- [WHAT IS BEING ASKED]: Reproduce every line below, from the one containing "the white flower" through the last line of the records, adding 47 to each number in the point coordinates.

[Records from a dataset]
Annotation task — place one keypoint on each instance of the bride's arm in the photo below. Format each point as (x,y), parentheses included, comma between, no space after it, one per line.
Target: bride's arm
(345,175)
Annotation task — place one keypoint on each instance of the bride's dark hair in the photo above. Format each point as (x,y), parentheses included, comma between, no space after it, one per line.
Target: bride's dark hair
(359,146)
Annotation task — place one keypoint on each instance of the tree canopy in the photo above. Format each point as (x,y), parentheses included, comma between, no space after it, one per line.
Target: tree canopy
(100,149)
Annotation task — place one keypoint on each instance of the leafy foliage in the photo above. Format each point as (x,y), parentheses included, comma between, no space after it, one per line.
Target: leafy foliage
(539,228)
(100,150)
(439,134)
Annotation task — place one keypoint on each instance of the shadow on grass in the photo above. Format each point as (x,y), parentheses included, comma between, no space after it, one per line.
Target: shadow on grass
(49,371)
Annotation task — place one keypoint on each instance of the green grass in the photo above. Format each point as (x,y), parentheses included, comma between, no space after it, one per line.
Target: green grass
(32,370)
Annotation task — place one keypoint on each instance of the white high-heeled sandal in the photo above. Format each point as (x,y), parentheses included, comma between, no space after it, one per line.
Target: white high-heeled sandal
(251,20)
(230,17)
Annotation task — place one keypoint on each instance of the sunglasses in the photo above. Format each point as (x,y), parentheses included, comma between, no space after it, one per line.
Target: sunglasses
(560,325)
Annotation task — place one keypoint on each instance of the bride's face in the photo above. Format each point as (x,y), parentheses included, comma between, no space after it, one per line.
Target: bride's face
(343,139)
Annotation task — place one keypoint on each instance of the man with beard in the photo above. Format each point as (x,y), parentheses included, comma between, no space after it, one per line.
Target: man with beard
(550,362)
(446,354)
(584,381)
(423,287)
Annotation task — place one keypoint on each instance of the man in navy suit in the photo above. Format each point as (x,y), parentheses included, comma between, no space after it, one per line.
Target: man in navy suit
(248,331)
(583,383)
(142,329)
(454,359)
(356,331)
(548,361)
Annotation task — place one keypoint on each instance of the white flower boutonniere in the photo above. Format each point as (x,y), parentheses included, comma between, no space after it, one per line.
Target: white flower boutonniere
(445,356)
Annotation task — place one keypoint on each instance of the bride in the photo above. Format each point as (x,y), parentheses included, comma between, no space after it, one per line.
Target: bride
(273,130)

- [OUTPUT FOR THIS EXERCISE]:
Annotation task — place one keypoint on each instance of the white flower boutonniere in the photo above. Format each point as (x,y), parentheses included, comma between, no space after it, one per line.
Target: white flower boutonniere
(492,403)
Annotation task — place one keypoint on each instance of the bride in the photo above. Format each point as (x,y), parentheses included, comma between, no space after it, one per line.
Target: bride
(320,177)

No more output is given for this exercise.